____ Text

[PATCH] D15600: AArch64: Add option to use shared epilogues in compiler-rt
Matthias Braun via llvm-commits
llvm-commits at lists.llvm.org
Mon Dec 21 11:00:00 PST 2015
MatzeB added a comment.
In http://reviews.llvm.org/D15600#314648, @kristof.beyls wrote:
> I think the general idea of sharing epilogues is a good idea - at the very least when optimizing for size.
> Did you also happen to measure the impact on performance?
> Overall, I'm wondering if it wouldn't be better to let the compiler put the epilogue functions in comdat sections (or the equivalent for non-ELF object formats), rather than having them in compiler-rt. I think doing so would have the following advantages:
> - It's possible to catch all epilogues, not just the N (16 in the attached patch) most often used ones as seen in a benchmark corpus.

________
____ Material provided

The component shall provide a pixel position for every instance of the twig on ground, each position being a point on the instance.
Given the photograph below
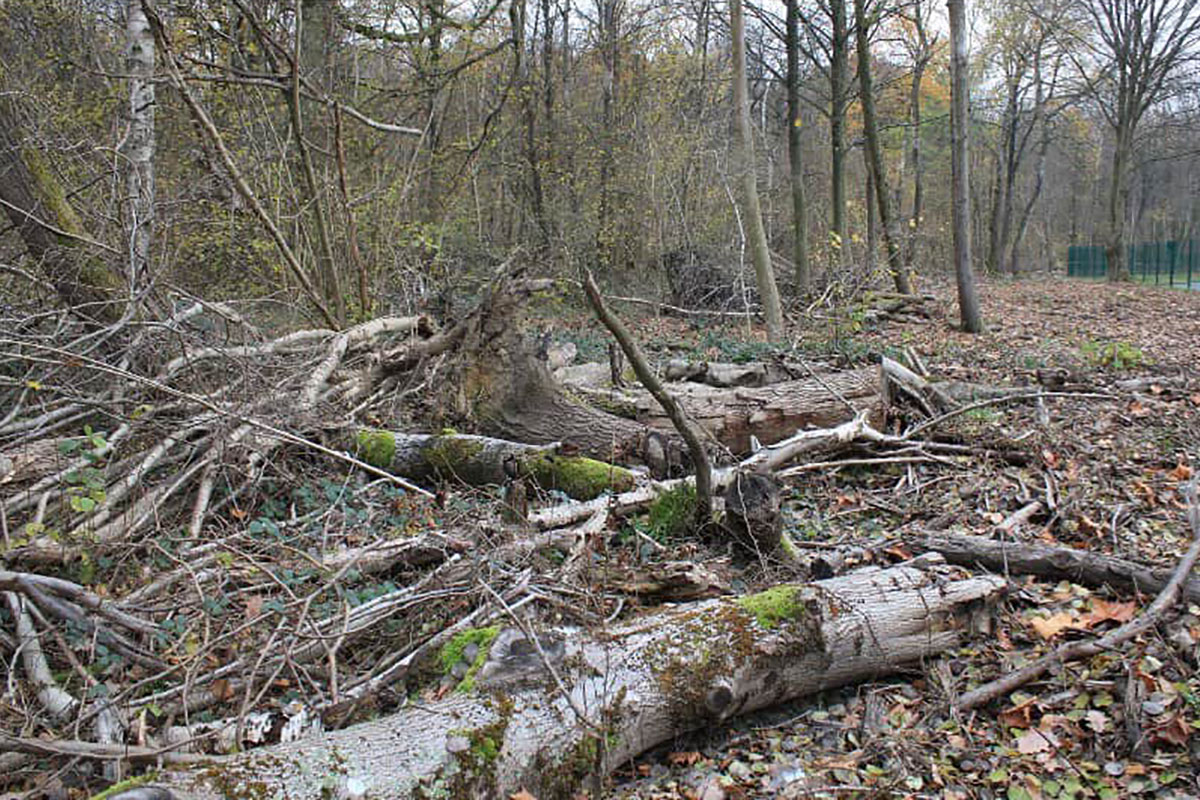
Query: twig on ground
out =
(1073, 651)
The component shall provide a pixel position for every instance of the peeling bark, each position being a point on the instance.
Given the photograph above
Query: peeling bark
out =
(615, 695)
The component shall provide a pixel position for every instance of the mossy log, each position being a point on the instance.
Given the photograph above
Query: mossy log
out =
(483, 459)
(37, 206)
(613, 696)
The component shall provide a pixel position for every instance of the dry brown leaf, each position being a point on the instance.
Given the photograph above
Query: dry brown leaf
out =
(222, 690)
(1035, 741)
(685, 758)
(1051, 626)
(1181, 473)
(1104, 611)
(1087, 527)
(1173, 732)
(1020, 715)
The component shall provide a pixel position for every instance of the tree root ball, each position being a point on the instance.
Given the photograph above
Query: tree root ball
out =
(753, 512)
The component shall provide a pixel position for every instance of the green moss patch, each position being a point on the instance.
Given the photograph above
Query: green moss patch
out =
(376, 447)
(582, 479)
(453, 650)
(673, 513)
(773, 606)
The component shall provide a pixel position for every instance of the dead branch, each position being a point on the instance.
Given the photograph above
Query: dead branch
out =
(1107, 643)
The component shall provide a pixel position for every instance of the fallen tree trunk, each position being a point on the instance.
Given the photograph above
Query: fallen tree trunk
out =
(777, 411)
(1057, 563)
(605, 699)
(732, 403)
(479, 461)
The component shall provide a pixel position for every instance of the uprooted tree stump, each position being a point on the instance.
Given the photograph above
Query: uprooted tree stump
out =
(555, 709)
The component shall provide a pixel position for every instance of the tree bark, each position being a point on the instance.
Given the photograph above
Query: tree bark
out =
(479, 461)
(960, 156)
(552, 711)
(760, 251)
(875, 152)
(839, 88)
(54, 236)
(795, 152)
(772, 413)
(139, 144)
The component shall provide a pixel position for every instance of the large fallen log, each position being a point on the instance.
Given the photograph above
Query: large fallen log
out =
(479, 461)
(555, 710)
(735, 411)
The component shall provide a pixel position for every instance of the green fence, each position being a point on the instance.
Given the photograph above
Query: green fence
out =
(1165, 263)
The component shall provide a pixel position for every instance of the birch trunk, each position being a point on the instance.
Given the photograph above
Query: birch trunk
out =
(760, 251)
(139, 144)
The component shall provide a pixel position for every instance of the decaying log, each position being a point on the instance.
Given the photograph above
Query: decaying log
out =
(479, 461)
(552, 710)
(777, 411)
(681, 420)
(1086, 567)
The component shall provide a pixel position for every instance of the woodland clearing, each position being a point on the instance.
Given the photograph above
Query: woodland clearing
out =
(321, 596)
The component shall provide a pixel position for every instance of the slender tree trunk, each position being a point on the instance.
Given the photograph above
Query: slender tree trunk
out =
(532, 140)
(960, 178)
(1039, 170)
(873, 216)
(1006, 179)
(53, 234)
(915, 164)
(1119, 200)
(760, 250)
(310, 53)
(139, 144)
(796, 162)
(839, 86)
(610, 53)
(875, 155)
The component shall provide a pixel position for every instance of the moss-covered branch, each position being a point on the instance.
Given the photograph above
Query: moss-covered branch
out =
(481, 459)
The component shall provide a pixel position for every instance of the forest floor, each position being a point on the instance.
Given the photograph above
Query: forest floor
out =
(1109, 469)
(1122, 725)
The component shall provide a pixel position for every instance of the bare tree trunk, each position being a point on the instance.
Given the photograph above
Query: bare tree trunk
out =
(610, 12)
(839, 86)
(875, 152)
(48, 226)
(1119, 203)
(796, 161)
(916, 166)
(960, 155)
(757, 235)
(139, 144)
(1039, 170)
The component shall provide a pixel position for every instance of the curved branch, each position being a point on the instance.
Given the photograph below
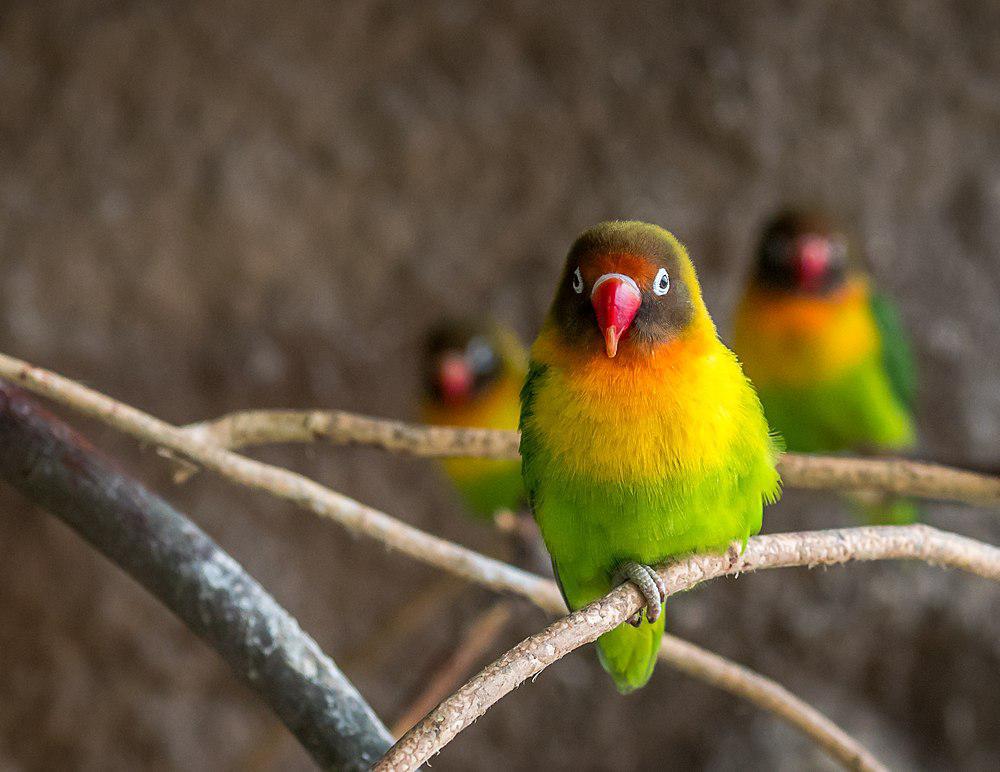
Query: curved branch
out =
(188, 572)
(770, 695)
(310, 495)
(894, 476)
(534, 654)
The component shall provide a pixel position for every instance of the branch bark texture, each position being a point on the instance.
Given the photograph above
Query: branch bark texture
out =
(186, 571)
(893, 476)
(813, 548)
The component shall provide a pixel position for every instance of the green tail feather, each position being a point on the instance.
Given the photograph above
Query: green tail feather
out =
(629, 653)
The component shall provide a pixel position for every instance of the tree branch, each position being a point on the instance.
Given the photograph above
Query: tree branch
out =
(894, 476)
(187, 572)
(534, 654)
(311, 496)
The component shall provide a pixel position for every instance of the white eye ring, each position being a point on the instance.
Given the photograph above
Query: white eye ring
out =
(662, 282)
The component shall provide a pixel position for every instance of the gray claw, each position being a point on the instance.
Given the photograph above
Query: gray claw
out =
(650, 585)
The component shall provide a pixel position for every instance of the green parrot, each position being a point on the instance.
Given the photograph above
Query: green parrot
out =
(473, 376)
(827, 354)
(641, 437)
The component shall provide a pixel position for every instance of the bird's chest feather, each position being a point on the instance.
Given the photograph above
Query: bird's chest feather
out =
(799, 341)
(640, 422)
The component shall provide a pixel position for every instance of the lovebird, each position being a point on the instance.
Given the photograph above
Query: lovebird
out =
(473, 376)
(641, 437)
(827, 354)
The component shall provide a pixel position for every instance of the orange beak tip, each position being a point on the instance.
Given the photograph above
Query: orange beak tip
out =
(611, 336)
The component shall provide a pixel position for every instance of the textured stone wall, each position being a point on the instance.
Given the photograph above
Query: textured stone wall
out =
(207, 206)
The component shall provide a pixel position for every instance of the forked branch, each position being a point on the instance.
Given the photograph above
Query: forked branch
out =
(886, 475)
(534, 654)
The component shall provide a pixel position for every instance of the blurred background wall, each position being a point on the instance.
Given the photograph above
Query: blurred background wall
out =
(207, 206)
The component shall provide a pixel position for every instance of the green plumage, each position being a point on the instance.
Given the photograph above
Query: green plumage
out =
(591, 528)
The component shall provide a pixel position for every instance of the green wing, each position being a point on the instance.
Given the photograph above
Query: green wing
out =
(896, 354)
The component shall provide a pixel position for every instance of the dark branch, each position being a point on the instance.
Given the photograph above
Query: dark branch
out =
(183, 568)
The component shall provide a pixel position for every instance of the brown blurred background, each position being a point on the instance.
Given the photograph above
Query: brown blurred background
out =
(207, 206)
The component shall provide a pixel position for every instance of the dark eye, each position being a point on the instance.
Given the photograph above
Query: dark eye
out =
(777, 249)
(661, 283)
(838, 251)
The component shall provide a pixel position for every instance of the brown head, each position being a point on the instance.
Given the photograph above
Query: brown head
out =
(802, 252)
(627, 285)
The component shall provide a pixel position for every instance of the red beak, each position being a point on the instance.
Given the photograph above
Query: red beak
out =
(616, 301)
(812, 256)
(454, 379)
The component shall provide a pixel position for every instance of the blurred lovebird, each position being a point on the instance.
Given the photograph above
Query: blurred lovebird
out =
(472, 378)
(826, 353)
(641, 437)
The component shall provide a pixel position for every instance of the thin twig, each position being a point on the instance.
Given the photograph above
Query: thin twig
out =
(531, 656)
(282, 483)
(887, 475)
(187, 572)
(309, 495)
(485, 629)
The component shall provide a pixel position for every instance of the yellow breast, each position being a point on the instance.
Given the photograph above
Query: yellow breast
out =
(789, 340)
(635, 419)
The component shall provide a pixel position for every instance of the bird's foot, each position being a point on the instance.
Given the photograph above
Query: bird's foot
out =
(650, 585)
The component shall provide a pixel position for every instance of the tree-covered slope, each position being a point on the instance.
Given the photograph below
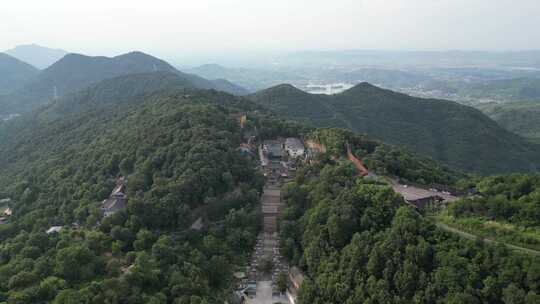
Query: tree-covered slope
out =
(14, 73)
(178, 151)
(356, 242)
(522, 118)
(75, 72)
(457, 135)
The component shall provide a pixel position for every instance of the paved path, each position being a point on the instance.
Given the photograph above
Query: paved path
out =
(473, 237)
(264, 295)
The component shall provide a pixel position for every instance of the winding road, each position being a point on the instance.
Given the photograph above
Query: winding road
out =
(473, 237)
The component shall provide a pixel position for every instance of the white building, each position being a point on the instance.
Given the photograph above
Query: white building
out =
(294, 147)
(54, 229)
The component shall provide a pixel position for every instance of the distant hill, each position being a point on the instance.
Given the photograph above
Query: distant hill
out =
(75, 72)
(517, 89)
(114, 91)
(14, 73)
(457, 135)
(251, 79)
(522, 118)
(38, 56)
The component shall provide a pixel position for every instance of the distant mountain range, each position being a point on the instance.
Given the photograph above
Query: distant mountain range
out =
(249, 78)
(39, 56)
(457, 135)
(14, 73)
(75, 72)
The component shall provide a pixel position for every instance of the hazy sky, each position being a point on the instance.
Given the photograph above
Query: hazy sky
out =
(206, 27)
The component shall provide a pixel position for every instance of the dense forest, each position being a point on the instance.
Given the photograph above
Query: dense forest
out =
(386, 160)
(179, 155)
(522, 118)
(456, 135)
(506, 208)
(178, 149)
(358, 243)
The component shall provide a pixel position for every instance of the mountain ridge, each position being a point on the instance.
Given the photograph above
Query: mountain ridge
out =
(39, 56)
(14, 73)
(75, 72)
(457, 135)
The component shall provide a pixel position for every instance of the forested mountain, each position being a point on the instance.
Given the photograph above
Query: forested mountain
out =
(14, 73)
(36, 55)
(357, 243)
(522, 118)
(501, 90)
(178, 151)
(353, 236)
(75, 72)
(454, 134)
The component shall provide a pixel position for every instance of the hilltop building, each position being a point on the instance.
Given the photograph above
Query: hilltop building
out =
(294, 147)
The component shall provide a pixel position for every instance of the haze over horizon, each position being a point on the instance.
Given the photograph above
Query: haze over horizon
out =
(195, 29)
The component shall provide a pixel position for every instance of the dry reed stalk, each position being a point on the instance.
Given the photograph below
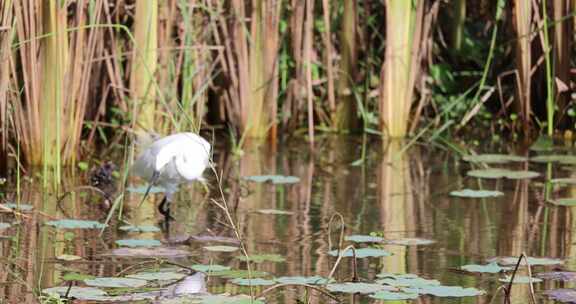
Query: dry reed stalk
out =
(404, 22)
(562, 46)
(308, 41)
(523, 29)
(346, 117)
(327, 34)
(144, 63)
(6, 31)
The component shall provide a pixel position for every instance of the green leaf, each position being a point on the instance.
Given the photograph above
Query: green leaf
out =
(210, 268)
(359, 238)
(362, 253)
(259, 258)
(221, 248)
(393, 296)
(494, 158)
(252, 282)
(519, 279)
(470, 193)
(488, 268)
(357, 287)
(113, 282)
(275, 179)
(75, 224)
(139, 243)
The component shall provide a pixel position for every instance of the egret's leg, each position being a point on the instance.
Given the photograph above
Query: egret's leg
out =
(164, 209)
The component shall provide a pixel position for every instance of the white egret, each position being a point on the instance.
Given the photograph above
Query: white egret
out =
(170, 161)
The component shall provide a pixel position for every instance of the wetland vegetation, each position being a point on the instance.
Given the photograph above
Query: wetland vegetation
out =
(362, 151)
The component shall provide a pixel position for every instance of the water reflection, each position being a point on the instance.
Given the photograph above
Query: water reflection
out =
(395, 193)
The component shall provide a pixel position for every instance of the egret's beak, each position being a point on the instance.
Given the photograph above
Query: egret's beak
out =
(151, 183)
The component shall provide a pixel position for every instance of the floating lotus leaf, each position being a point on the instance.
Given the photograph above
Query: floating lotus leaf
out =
(238, 273)
(357, 287)
(75, 224)
(358, 238)
(446, 291)
(488, 268)
(512, 261)
(114, 282)
(259, 258)
(562, 159)
(565, 295)
(275, 212)
(80, 293)
(141, 189)
(139, 243)
(518, 279)
(210, 268)
(252, 282)
(501, 173)
(314, 280)
(19, 207)
(476, 193)
(221, 248)
(494, 158)
(564, 181)
(564, 202)
(275, 179)
(157, 276)
(410, 242)
(393, 295)
(144, 228)
(566, 276)
(362, 253)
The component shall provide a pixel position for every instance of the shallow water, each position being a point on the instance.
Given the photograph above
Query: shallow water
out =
(398, 195)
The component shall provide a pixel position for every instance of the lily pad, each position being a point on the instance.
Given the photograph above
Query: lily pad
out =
(512, 261)
(238, 273)
(314, 280)
(357, 287)
(139, 243)
(565, 276)
(221, 248)
(259, 258)
(275, 179)
(80, 293)
(75, 224)
(359, 238)
(144, 228)
(19, 207)
(394, 296)
(565, 295)
(519, 279)
(476, 193)
(564, 202)
(494, 158)
(157, 276)
(494, 173)
(488, 268)
(252, 282)
(554, 158)
(410, 242)
(446, 291)
(275, 212)
(564, 181)
(210, 268)
(141, 189)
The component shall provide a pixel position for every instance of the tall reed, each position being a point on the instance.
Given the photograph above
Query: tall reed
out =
(404, 21)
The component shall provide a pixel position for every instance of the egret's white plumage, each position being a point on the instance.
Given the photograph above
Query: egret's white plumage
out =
(174, 160)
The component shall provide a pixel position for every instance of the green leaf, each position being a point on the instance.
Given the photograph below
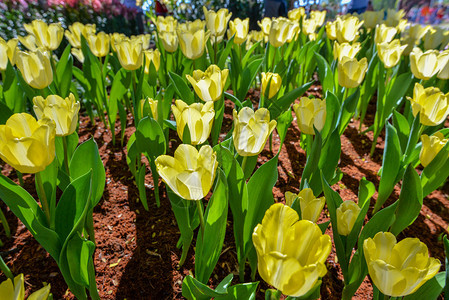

________

» Problems to solve:
1/ According to the patch review, how many of the most often used epilogues does the attached patch cover?
2/ From the patch review, quote everything from "In http://reviews.llvm.org/D15600#314648, @kristof.beyls" down to "a benchmark corpus.".
The lines are separate material, apart from the patch review.

» Results for the exercise:
1/ 16

2/
In http://reviews.llvm.org/D15600#314648, @kristof.beyls wrote:
> I think the general idea of sharing epilogues is a good idea - at the very least when optimizing for size.
> Did you also happen to measure the impact on performance?
> Overall, I'm wondering if it wouldn't be better to let the compiler put the epilogue functions in comdat sections (or the equivalent for non-ELF object formats), rather than having them in compiler-rt. I think doing so would have the following advantages:
> - It's possible to catch all epilogues, not just the N (16 in the attached patch) most often used ones as seen in a benchmark corpus.